-- start EXCERPTED TEXT --
This chapter analyzes films that share a narrative concern with Nazi art theft and an aesthetic approach defined by deliberate archaism – the practice of visually replicating past media forms. Specifically, I examine how Woman in Gold (2015), The Monuments Men (2014), and Francofonia (2015) appeal to heavily mediated visual palettes to contextualize canonical artworks embroiled in “real” historical situations. With reference to Alison Landsberg's concept of “affective historiography,” I analyze the limitations and critical potential of this approach to engage broader questions about history and representation. In doing so, this paper accounts for some of the general tendencies that characterize the representation of art in historical film during the twenty-first century.
-- end EXCERPTED TEXT --
Copy out the passage on films about Nazi art theft word for word.
-- start DATA LINES --
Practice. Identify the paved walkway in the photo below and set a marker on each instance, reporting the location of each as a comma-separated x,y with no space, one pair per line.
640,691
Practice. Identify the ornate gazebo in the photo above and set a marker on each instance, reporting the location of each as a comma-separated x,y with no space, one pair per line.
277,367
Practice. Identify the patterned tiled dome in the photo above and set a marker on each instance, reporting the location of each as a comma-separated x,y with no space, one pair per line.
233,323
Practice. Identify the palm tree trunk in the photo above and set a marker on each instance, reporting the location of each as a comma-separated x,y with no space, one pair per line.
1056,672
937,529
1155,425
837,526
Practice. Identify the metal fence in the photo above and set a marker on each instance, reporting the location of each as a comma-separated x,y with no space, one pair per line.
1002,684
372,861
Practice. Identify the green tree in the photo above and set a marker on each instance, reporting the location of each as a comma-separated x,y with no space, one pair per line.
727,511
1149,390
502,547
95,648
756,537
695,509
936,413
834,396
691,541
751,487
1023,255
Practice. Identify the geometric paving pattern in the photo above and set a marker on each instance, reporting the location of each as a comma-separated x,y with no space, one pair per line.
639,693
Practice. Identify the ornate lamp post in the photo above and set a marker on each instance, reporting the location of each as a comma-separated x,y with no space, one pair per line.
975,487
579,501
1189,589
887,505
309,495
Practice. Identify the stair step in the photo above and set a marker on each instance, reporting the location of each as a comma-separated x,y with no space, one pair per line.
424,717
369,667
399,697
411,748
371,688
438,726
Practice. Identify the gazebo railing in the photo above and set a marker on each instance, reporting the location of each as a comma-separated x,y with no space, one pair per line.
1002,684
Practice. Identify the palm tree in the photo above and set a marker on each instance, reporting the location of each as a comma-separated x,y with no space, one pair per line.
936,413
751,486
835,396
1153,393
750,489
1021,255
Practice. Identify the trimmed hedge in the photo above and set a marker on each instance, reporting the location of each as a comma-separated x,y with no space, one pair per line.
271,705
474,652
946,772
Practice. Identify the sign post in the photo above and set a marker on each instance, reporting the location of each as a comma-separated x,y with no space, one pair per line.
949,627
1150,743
-- end DATA LINES --
▶ **SOLVED EXERCISE**
This chapter analyzes films that share a narrative concern with Nazi art theft and an aesthetic approach defined by deliberate archaism – the practice of visually replicating past media forms. Specifically, I examine how Woman in Gold (2015), The Monuments Men (2014), and Francofonia (2015) appeal to heavily mediated visual palettes to contextualize canonical artworks embroiled in “real” historical situations. With reference to Alison Landsberg's concept of “affective historiography,” I analyze the limitations and critical potential of this approach to engage broader questions about history and representation. In doing so, this paper accounts for some of the general tendencies that characterize the representation of art in historical film during the twenty-first century.